### Problem requirements
Render the records from the line containing "like x=178 y=164." through the line containing "x=168 y=341" as a two-column CSV with the headers request and answer, one row per record. Put each record's text and its answer in separate quoted fields, and replace line breaks with spaces.

### Information supplied

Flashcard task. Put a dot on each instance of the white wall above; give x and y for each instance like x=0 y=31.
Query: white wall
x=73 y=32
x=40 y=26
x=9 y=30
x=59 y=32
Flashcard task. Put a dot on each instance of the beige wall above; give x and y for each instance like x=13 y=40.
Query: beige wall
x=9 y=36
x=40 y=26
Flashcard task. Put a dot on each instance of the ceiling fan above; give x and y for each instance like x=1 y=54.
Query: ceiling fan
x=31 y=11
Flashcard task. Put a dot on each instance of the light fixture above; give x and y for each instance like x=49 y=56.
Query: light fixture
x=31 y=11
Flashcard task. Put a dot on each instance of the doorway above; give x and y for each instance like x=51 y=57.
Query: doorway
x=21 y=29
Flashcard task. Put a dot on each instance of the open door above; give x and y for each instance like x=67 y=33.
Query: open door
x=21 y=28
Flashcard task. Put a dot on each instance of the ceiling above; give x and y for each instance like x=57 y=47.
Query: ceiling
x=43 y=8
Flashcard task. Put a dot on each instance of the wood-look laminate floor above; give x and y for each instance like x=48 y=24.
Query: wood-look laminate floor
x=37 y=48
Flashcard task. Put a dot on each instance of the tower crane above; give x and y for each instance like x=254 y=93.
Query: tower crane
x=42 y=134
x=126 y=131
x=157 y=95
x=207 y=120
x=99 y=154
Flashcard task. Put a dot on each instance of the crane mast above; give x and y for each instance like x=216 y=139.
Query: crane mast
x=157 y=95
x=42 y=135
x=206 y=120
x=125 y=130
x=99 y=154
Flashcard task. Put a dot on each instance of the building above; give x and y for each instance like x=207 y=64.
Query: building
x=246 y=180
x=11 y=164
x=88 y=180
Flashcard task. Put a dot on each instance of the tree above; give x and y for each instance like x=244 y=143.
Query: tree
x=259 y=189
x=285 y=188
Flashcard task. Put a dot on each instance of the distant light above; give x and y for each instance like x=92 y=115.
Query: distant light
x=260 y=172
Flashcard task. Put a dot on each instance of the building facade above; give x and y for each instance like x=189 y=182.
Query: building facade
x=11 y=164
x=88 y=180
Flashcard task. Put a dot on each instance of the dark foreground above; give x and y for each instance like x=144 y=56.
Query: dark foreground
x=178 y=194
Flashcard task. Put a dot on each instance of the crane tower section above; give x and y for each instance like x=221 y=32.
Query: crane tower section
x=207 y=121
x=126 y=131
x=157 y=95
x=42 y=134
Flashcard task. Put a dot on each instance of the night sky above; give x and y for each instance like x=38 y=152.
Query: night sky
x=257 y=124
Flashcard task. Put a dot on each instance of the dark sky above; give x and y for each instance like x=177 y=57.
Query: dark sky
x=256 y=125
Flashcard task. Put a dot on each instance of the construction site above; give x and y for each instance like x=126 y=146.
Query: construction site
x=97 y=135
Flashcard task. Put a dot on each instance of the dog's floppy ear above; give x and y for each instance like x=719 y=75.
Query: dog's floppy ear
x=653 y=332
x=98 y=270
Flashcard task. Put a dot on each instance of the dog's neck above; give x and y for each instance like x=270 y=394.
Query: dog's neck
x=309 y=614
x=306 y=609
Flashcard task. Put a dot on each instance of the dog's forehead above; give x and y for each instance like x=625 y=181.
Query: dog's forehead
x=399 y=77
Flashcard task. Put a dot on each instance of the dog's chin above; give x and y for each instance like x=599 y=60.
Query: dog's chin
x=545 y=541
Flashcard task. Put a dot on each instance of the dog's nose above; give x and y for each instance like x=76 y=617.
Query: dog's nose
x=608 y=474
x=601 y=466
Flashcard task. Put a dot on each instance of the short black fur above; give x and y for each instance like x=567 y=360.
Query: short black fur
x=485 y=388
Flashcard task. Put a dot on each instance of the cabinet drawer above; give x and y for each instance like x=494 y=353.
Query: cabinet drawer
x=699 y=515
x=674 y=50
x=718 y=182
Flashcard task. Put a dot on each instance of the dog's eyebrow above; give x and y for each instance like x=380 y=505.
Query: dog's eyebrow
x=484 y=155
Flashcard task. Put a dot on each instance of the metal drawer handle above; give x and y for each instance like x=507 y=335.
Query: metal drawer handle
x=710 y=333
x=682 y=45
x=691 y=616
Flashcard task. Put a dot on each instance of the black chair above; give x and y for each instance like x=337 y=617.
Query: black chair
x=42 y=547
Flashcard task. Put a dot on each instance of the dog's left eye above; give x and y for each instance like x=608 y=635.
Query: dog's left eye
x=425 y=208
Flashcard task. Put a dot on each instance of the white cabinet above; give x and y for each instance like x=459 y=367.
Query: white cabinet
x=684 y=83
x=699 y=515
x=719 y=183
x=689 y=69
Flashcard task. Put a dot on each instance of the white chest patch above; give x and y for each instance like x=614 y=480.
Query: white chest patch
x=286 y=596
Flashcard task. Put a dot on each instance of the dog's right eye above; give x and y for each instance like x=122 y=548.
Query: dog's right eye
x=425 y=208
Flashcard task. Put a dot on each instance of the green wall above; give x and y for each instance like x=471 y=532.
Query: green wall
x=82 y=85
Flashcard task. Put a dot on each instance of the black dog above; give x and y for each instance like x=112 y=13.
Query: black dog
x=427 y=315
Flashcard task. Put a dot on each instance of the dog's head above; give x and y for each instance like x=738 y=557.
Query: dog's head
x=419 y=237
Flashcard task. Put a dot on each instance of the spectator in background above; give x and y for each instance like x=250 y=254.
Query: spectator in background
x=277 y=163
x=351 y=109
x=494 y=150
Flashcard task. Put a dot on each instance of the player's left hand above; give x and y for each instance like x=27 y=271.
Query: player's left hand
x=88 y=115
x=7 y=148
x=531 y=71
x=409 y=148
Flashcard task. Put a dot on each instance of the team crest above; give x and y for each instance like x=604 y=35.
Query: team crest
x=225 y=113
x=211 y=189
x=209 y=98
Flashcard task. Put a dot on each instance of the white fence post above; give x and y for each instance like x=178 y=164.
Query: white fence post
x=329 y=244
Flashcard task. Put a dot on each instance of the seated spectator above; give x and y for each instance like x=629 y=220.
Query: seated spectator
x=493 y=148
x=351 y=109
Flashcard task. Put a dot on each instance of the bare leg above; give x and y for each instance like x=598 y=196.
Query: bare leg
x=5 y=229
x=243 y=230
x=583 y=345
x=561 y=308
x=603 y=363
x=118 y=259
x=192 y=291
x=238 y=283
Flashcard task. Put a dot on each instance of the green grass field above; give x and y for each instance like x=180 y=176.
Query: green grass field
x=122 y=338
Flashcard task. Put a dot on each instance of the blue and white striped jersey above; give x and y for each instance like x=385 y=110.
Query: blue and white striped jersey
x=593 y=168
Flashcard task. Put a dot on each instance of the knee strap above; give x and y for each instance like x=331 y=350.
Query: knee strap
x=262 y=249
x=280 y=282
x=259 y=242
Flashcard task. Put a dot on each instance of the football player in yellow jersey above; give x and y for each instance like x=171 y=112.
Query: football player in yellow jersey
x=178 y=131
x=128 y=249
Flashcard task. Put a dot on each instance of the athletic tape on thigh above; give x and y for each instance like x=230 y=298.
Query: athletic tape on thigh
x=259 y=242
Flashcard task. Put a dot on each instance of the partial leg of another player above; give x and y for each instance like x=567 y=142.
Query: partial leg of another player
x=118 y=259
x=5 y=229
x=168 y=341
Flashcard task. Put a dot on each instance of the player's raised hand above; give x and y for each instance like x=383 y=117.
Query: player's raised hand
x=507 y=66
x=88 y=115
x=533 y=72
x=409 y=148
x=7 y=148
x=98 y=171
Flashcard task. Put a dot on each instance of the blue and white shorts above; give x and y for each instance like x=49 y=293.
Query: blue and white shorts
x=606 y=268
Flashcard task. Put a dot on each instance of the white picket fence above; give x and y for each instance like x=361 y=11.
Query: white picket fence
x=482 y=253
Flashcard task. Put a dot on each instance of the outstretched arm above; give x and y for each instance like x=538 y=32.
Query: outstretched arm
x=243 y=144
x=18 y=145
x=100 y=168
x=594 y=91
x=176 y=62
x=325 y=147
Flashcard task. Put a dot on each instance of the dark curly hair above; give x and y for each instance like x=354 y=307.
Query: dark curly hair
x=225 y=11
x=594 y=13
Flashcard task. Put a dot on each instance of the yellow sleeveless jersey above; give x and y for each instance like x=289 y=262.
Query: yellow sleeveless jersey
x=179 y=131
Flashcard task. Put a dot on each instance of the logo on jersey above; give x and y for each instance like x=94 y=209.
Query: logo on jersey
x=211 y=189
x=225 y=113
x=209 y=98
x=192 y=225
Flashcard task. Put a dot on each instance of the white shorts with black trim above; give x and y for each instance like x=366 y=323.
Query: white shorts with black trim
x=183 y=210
==
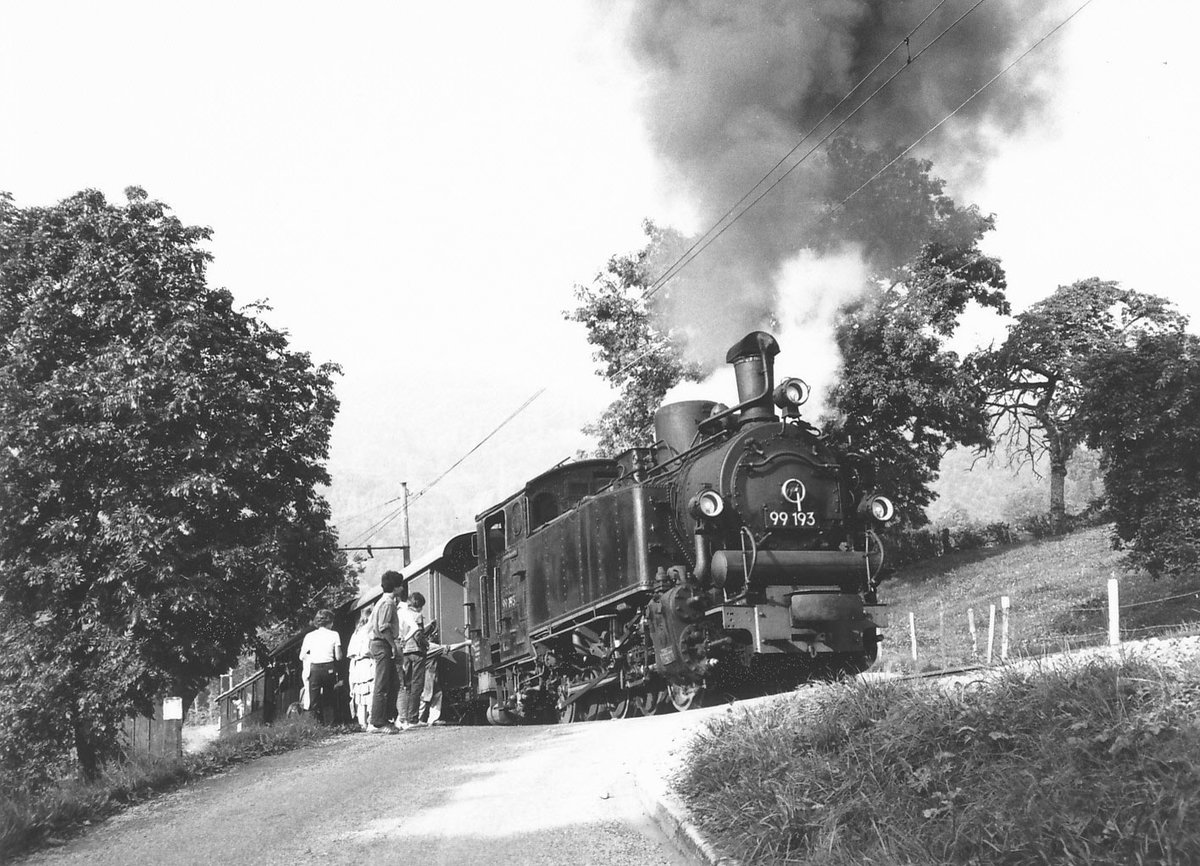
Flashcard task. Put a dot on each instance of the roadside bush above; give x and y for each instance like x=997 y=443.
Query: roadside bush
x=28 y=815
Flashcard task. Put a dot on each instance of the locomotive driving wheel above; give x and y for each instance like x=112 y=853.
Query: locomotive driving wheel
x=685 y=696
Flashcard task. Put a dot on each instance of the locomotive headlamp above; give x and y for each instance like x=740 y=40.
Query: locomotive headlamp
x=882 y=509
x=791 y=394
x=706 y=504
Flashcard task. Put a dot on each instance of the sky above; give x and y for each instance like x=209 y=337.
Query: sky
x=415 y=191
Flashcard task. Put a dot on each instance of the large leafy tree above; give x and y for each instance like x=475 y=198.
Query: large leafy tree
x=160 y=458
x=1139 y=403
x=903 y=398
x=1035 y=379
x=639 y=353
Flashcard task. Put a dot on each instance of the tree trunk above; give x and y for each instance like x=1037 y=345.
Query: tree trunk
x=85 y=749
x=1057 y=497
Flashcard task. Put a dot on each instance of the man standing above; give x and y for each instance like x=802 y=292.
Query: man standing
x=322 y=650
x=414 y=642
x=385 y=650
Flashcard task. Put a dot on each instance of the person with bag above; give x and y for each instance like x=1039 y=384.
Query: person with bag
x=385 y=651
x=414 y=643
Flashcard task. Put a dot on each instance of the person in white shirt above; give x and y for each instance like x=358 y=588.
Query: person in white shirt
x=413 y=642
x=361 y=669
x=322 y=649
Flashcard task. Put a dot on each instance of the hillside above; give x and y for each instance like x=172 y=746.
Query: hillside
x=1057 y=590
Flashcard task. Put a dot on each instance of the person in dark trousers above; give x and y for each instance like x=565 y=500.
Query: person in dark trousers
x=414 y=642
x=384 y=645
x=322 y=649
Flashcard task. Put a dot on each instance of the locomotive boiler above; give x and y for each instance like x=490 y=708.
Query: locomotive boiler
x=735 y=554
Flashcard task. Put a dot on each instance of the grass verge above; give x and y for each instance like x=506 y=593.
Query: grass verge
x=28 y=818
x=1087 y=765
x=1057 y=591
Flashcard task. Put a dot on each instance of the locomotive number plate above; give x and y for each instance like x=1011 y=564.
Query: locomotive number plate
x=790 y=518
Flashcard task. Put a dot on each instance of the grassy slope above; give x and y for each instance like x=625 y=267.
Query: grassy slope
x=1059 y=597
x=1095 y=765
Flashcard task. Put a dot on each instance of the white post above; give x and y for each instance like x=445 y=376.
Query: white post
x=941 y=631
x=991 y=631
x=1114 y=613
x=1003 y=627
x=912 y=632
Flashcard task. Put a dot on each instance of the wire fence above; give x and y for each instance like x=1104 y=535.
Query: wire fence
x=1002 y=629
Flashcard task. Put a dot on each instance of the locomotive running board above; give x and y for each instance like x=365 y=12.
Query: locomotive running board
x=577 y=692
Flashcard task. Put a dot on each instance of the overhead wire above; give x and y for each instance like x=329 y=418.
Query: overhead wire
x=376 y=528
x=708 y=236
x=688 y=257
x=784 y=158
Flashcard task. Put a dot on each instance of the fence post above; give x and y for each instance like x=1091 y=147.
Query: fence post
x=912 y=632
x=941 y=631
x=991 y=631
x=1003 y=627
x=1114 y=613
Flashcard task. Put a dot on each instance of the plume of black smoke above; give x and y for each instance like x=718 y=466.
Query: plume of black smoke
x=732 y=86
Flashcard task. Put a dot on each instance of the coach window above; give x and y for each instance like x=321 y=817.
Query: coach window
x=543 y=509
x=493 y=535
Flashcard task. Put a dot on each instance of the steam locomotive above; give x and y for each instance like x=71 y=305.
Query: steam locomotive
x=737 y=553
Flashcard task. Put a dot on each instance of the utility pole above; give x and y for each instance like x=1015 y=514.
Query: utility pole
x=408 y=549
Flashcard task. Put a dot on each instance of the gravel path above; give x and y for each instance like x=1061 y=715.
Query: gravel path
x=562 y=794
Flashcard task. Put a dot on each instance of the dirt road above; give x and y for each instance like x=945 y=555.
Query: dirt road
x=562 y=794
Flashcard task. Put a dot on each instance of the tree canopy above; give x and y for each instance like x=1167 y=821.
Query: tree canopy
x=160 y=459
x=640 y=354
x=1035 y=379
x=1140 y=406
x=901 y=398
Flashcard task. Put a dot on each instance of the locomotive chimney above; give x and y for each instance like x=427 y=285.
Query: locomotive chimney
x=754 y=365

### Finished exercise
request,answer
"Flashcard task. Put a dot on each instance of the white fence post above; give x and y for each instance like x=178 y=164. Query: white fence post","x=329 y=244"
"Flashcard task. Put a dot on each instance of the seated spectator above; give x and y for each instance like x=629 y=220. Query: seated spectator","x=493 y=148 x=351 y=109"
"Flashcard task. Put a dot on each instance of the bare leg above; give x and y for each instance like x=598 y=196. Query: bare leg","x=5 y=229 x=243 y=230 x=583 y=345 x=561 y=308 x=603 y=363 x=118 y=259 x=192 y=291 x=238 y=283"
"Flashcard task. Put a dot on each instance of the green grass field above; give x and y for each instance like x=180 y=176. Query: green grass field","x=122 y=338"
"Flashcard task. Put a dot on each instance of the blue and white striped jersey above; give x and y for each instance like x=385 y=110. Query: blue and white striped jersey","x=593 y=168"
"Flashcard task. Put a dot on each instance of the knee strap above; give x and y for each instance like x=331 y=350. Query: knee strap","x=262 y=249 x=280 y=282 x=259 y=242"
"Flashcard task. Put a dot on each instance of the football player in yellow jersey above; give x and y for each instance like x=171 y=112. Query: football player in yellow jersey","x=178 y=131 x=128 y=249"
"Flashcard task. Put a dot on each instance of the athletic tape on thigh above; give x and y for each instance like x=230 y=298. Query: athletic tape on thigh","x=259 y=242"
"Flashcard task. Put a dot on each instance of the partial leg of another player above; give x and y for each instance like x=567 y=142. Query: partial leg of another player","x=118 y=259 x=5 y=229 x=168 y=341"